Александр Марков. Философ, литературовед, критик. В «Новом мире» публикуется впервые.


Голубая эмаль и синие листья


О. Мандельштам приветствовал стихотворение Гумилева «На далекой звезде Венере» (1921), как оказалось, приветствуя прощально. В этом приветствии — не только восхищение, но и продолжение разговора, начатого стихотворением «На бледно-голубой эмали...» Ключ к этому стихотворению — посвящение месяца Апреля Венере при распределении месяцев по планетам; Венере, сменяющей Марса (месяц Март) и находящейся в тени Сатурна. Средние века связывали aprilis c Афродитой, даже часто писали как aphrilis. Именно тема связи Афродиты и синевы («Останься пеной, Афродита») мучила молодого Мандельштама и разрешилась в этом стихотворении.

Сюжет стихотворения пересказывается так: в Апреле так ясно в небе, что видны даже тонкие ветки деревьев; именно в этот момент прозрачности взгляда мир становится искусственным (как во многих стихах «Камня», начиная с «игрушечных волков»), а рисунок говорит уже не о жизни природы, которая невольно клонится в сторону смерти, а о способности искусства остановить смерть. Разыграна астрологическая апрельская ситуация: Венера выходит из-под власти Марса, смерти, и как раз требует меткого рисунка, точной прорисовки, способной преодолеть гнетущее влияние мыслей Сатурна. Но непонятно, на чем выполнен рисунок: на фарфоровой тарелке или на стекле? Или это просто кракелюры фарфоровой тарелки вызывают в памяти рисунок по стеклу (что было бы плоско без дополнительных пояснений)?

Алхимия отождествляла действие планеты Венеры с коагуляцией, застудневанием (отсюда эмаль, как раз результат застудневания стекловидной массы); то, что в современной химии считается образованием сетчатой структуры. Символом такой Венеры была роза, пример кристаллизации. Тогда как Сатурн отвечал за сублимацию, возгонку, иначе говоря, за творчество. Тогда сюжет оказывается совершенно ясен: коагуляция есть передача вещества под власть Венеры, «незаметно вечерели» — переходили под власть Венеры как вечерней звезды. Коагуляция создает сетчатую структуру и при этом является образцом точности, меткости (и тарелка, в которую бьют стрелой, и меткость стрел Амора — ассоциации, поневоле приходящие на ум вопреки сюжету). Наконец, художник руководствуется сатурническим тяжелым вдохновением и при этом оказывается избранником Венеры.

Для осмысления этого отношения между творческим помутнением и любовной меткостью важен «Роскошный часослов герцога Берийского», прекрасно известный культурным людям того поколения хотя бы по известной обложке журнала «Весы», куда попал Октябрь, как месяц весов и Скорпиона. В изображениях месяцев Часослова календарная сетка буквально выводится на тверди, идет дугой над бытовыми сценами; а сцена Апреля — сцена помолвки, предания невесты во власть Венеры. К сожалению, тому поколению не был известен другой великий календарь XV века: фрески Франческо Коссы в палаццо Скифанойя, расшифрованные Аби Варбургом. В нем власть Венеры над Марсом (изображение Триумфа Венеры) дополняется образом Трех Граций — в крайнем правом углу, будто подсматривающий Сатурн: образом сублимации (возгонки) желания в перегонном алхимическом кубе, от красоты огня через желание к удовольствию (как и трактовались три Грации в ренессансном неоплатонизме: красота, желание, удовольствие).

* ИСХОДНЫЕ ДАННЫЕ:
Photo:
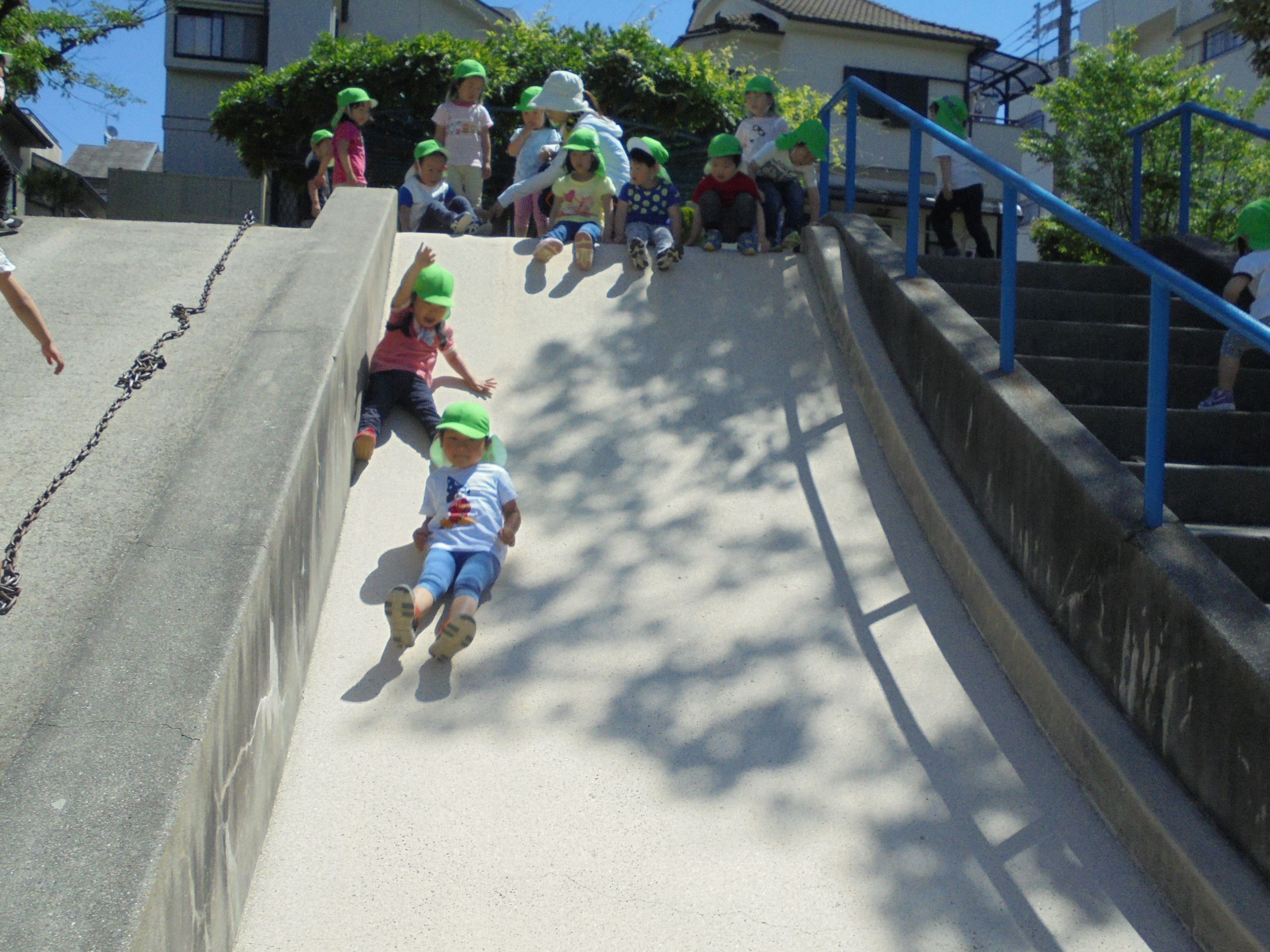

* ЗАДАНИЯ:
1/ С каким процессом, согласно эссе о стихотворении Мандельштама, алхимия отождествляла действие планеты Венеры?
2/ Продолжите эссе о стихотворении Мандельштама, начав сразу после его последнего предложения.

* ОТВЕТЫ ПО ЗАДАНИЯМ:
1/ С коагуляцией, то есть застудневанием.

2/
Из этой фрески вычитывается, что сублимация — не главное в искусстве, по пространственному угловому расположению она принадлежит области тяжкого Сатурна, а не изящной Венеры.

Но неожиданно обращение Мандельштама не только к Ренессансу, но и к Каббале, где напротив друг друга на дереве Сфирот находятся две Сфироты: хокма (мудрость, мужчина) зиждется на звезде Нецах, отождествляемой с Венерой, а бина (понимание, женщина) — на власти Сатурна, и эти Сфироты преодолевают тяготение своих звезд. При этом бина называется властью прозрачности, аскезы, воздержания, полной ясности понимания, что вполне может быть передано образом стеклянной тверди. Тогда как хокма — это как раз начало художества, которое должно, согласно каббалистам, ограничиваться ясностью разумения. Переводя на язык Мандельштама, рисовать надо на стеклянной тверди. Такая усложненная каббалистическая картина, где есть Венера, Сатурн, бина и хокма одновременно, позволяет не сводить творчество к сублимации и точнее соотнести сублимацию и коагуляцию. Художник, исходящий из любви к Венере, может достичь сублимации (при этом видеть перед собой он будет не Венеру, а Сатурна!), но, чтобы забыть о смерти, он должен преодолеть и тяготение Сатурна, найти умеренность и прозрачность в самих вещах. И тогда это будет уже не просто культ Венеры, но торжество Венеры и ее алхимической розы (известной хотя бы в варианте Тициана), как прозрачного кристалла, настоящая встреча с Венерой.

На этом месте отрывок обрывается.